[Labeling and segmentation items]
'''

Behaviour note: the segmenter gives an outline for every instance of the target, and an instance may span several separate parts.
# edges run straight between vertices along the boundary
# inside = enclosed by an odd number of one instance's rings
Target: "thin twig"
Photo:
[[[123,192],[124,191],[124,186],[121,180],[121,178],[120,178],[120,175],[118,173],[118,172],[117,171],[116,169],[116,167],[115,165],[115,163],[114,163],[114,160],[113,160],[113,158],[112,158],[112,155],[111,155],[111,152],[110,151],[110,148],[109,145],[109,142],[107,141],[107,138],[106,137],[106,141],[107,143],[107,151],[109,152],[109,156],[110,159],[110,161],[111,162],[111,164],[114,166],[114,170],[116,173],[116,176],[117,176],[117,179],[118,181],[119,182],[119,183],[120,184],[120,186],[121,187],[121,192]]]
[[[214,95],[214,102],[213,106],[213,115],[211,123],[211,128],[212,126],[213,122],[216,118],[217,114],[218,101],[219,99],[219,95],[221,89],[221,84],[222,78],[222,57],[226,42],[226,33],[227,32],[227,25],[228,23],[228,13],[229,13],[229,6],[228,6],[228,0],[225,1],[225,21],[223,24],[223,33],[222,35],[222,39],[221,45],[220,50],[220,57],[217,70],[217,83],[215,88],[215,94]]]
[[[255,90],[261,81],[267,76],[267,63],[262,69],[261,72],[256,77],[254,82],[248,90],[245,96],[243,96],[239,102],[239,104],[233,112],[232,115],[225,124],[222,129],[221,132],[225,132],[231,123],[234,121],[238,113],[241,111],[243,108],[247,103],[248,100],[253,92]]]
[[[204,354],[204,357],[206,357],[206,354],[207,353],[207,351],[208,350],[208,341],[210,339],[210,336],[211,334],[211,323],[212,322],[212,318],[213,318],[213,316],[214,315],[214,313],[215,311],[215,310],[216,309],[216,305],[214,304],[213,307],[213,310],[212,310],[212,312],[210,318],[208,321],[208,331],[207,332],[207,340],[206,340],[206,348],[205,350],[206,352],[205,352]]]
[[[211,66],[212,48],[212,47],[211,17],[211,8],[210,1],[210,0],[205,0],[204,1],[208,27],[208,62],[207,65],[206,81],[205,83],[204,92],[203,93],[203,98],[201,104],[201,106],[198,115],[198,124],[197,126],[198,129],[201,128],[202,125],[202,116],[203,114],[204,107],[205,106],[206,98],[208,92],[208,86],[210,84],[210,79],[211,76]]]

'''

Copy every item above line for line, keeping each character unchanged.

__Result for this exercise__.
Behaviour note: the segmenter gives an outline for every instance of the target, and an instance may span several separate parts.
# edges run straight between vertices along the boundary
# inside = enclosed by an odd number of one instance's rings
Target: "thin twig"
Photo:
[[[123,192],[124,191],[124,186],[121,180],[121,178],[120,178],[120,175],[118,173],[118,172],[117,171],[116,169],[116,167],[115,165],[115,163],[114,163],[114,160],[113,160],[113,158],[112,158],[112,155],[111,155],[111,152],[110,151],[110,148],[109,145],[109,142],[107,141],[107,138],[106,137],[106,141],[107,143],[107,151],[109,152],[109,156],[110,159],[110,161],[111,162],[111,164],[114,166],[114,170],[116,173],[116,176],[117,176],[117,179],[118,181],[119,182],[119,183],[120,184],[120,186],[121,187],[121,192]]]
[[[214,95],[214,102],[213,106],[213,115],[211,123],[211,128],[212,126],[213,122],[216,118],[217,114],[218,101],[219,99],[219,95],[221,89],[221,84],[222,78],[222,57],[226,42],[226,33],[227,32],[227,25],[228,23],[228,13],[229,13],[229,6],[228,6],[228,0],[225,1],[225,21],[223,24],[223,33],[222,35],[222,39],[221,45],[220,50],[220,57],[217,70],[217,83],[215,88],[215,94]]]
[[[255,90],[261,81],[267,76],[267,63],[262,69],[261,72],[256,77],[254,82],[248,90],[245,96],[243,96],[239,102],[239,104],[233,112],[232,115],[225,124],[222,129],[221,132],[225,132],[231,123],[234,121],[238,113],[241,111],[243,108],[247,103],[248,100],[253,92]]]
[[[204,354],[204,357],[206,357],[206,354],[207,353],[207,351],[208,350],[208,341],[210,339],[210,336],[211,334],[211,323],[212,322],[212,318],[213,318],[213,316],[214,315],[214,313],[215,311],[215,310],[216,309],[216,305],[214,304],[213,307],[213,310],[212,310],[212,312],[210,318],[208,321],[208,331],[207,332],[207,340],[206,340],[206,348],[205,350],[206,352],[205,352]]]
[[[211,66],[212,48],[212,47],[211,17],[211,8],[210,1],[210,0],[205,0],[204,1],[208,27],[208,62],[207,65],[206,81],[205,83],[204,92],[203,93],[203,98],[201,104],[201,106],[198,115],[198,124],[197,126],[198,129],[201,128],[202,125],[202,116],[203,114],[204,107],[205,106],[206,98],[208,92],[208,86],[210,84],[210,79],[211,76]]]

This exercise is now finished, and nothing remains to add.